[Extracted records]
## begin
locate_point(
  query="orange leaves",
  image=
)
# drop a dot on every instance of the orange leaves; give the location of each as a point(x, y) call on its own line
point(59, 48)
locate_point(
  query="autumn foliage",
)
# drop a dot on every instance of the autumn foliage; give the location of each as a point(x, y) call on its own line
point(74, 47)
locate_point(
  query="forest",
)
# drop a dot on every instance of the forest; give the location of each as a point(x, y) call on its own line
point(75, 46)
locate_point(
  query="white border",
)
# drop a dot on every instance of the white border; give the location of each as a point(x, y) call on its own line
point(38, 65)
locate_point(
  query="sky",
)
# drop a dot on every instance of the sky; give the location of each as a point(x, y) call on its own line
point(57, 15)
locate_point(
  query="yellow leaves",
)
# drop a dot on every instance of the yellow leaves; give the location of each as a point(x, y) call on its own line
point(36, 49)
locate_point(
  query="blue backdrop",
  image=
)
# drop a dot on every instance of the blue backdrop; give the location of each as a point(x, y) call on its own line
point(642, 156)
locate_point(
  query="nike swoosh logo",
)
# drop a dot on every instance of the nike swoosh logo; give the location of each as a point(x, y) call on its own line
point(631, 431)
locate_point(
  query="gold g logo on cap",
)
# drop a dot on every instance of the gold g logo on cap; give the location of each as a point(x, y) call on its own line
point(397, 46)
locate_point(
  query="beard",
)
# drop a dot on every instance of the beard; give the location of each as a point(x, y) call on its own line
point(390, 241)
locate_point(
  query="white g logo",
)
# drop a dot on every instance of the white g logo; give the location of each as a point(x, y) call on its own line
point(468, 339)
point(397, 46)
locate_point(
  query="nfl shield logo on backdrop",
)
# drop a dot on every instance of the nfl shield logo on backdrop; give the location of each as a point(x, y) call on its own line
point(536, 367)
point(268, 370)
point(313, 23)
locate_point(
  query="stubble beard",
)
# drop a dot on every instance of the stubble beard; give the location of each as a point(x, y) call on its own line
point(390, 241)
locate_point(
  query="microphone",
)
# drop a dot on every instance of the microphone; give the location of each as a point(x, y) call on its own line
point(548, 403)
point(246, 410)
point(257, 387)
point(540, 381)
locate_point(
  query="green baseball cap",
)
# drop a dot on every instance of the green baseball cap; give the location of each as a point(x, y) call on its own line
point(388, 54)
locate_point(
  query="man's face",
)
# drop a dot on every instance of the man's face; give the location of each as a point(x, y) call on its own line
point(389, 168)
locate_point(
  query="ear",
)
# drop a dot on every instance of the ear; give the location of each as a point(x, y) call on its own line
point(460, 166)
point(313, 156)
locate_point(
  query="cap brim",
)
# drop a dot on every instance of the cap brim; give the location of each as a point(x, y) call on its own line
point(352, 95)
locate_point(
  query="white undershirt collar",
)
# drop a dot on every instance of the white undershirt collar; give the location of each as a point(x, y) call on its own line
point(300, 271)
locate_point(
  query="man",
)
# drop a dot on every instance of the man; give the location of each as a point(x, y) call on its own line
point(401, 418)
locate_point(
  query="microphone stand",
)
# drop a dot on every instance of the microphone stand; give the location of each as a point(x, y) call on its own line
## end
Set exercise: Reproduce all of the records above, replacing every occurrence of "drop a dot" with "place a marker" and leaving all other text unchanged.

Exercise response:
locate_point(
  query="orange leaves",
  image=
)
# place a marker on every instance of the orange leaves; give the location of each as a point(x, y) call on its own line
point(59, 48)
locate_point(
  query="autumn foliage",
)
# place a marker on every instance of the autumn foliage; give the location of each as a point(x, y) call on its own line
point(74, 47)
locate_point(
  query="forest",
)
# place a marker on every instance of the forest; give the location of each as a point(x, y) call on its own line
point(75, 46)
locate_point(
  query="white border",
)
# place a marker on every instance of the white border; give the location of each as a point(x, y) call on its own line
point(38, 65)
locate_point(
  query="sky",
)
# place a marker on every instance of the sky; give the location of each as a point(x, y) call on its own line
point(57, 15)
locate_point(
  query="yellow leaves",
)
# place a marker on every instance of the yellow leaves; give the location of each as a point(x, y) call on its own line
point(36, 49)
locate_point(
  query="blue backdrop",
  image=
)
# place a marker on every instance of the blue backdrop; give the location of each as a point(x, y) call on its own line
point(642, 156)
locate_point(
  query="nike swoosh logo",
)
# place a marker on every instance of the nike swoosh logo; give the location of each as a point(x, y) call on its own line
point(631, 431)
locate_point(
  query="gold g logo on cap",
)
# place a marker on every instance of the gold g logo on cap; give the location of each as a point(x, y) call on its own line
point(397, 46)
locate_point(
  query="beard",
)
# place a marker on every instance of the beard; give the location of each as a point(x, y) call on its own line
point(390, 241)
locate_point(
  query="white g logo",
)
# place a marker on every instance of the white g logo; give the location of each as a point(x, y) call on its own line
point(468, 339)
point(397, 46)
locate_point(
  query="nfl shield logo on backdrop",
)
# place a marker on every instance of the nfl shield logo on backdrop; give the location of each as a point(x, y) call on its own line
point(536, 367)
point(268, 370)
point(313, 23)
locate_point(
  query="stubble beard",
)
# place a marker on every instance of the stubble beard; give the location of each as a point(x, y) call on its own line
point(390, 241)
locate_point(
  query="microphone",
)
# place a marker on every instance of the microphone; give the location of each as a point(x, y) call on its own line
point(548, 403)
point(246, 410)
point(257, 387)
point(540, 381)
locate_point(
  query="green baseball cap",
)
# place a marker on every instance of the green baseball cap; give the location of each as a point(x, y) call on its own line
point(388, 54)
locate_point(
  query="man's face",
)
# place a marker on every instance of the man's face; give the location of each as a point(x, y) call on its own line
point(389, 168)
locate_point(
  query="ear",
)
# place a marker on every instance of the ear; give the location of each as a point(x, y) call on its own line
point(460, 166)
point(313, 156)
locate_point(
  query="cap brim",
)
# place a marker on every instance of the cap brim; give the location of each as a point(x, y) call on its own line
point(352, 95)
locate_point(
  query="white undershirt collar",
)
# place a marker on every instance of the white undershirt collar; give the location of each as a point(x, y) call on its own line
point(300, 271)
locate_point(
  query="man",
)
# place a marker on every instance of the man; give the location of each as a point(x, y) call on its own line
point(401, 418)
locate_point(
  query="microphone stand",
)
# place a marker on every instance of the microphone stand; give the location of each as a point(x, y) call on its own line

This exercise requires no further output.